Prompt:
Give all of the data below again exactly, and drop the images.

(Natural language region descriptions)
• • •
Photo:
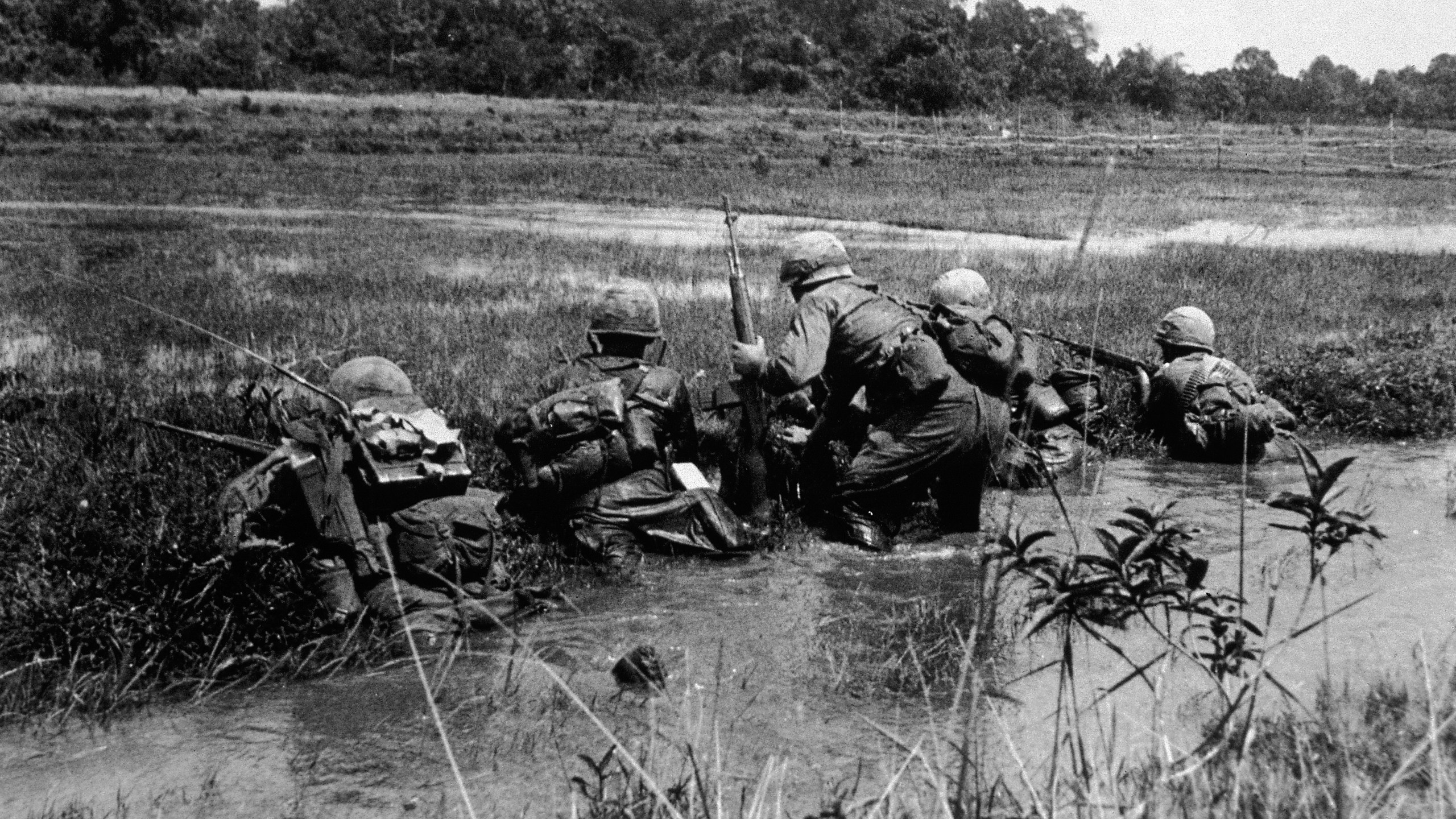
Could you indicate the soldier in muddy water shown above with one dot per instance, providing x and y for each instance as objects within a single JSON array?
[
  {"x": 382, "y": 524},
  {"x": 928, "y": 426},
  {"x": 607, "y": 454},
  {"x": 1205, "y": 407},
  {"x": 1049, "y": 406}
]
• • •
Exercise output:
Photo:
Could you indicate the soldier in muddy water shown above with one dot per instance, providing x and y for each instance as objects within a single JSON array?
[
  {"x": 382, "y": 524},
  {"x": 928, "y": 426},
  {"x": 607, "y": 454},
  {"x": 1205, "y": 407},
  {"x": 1049, "y": 406}
]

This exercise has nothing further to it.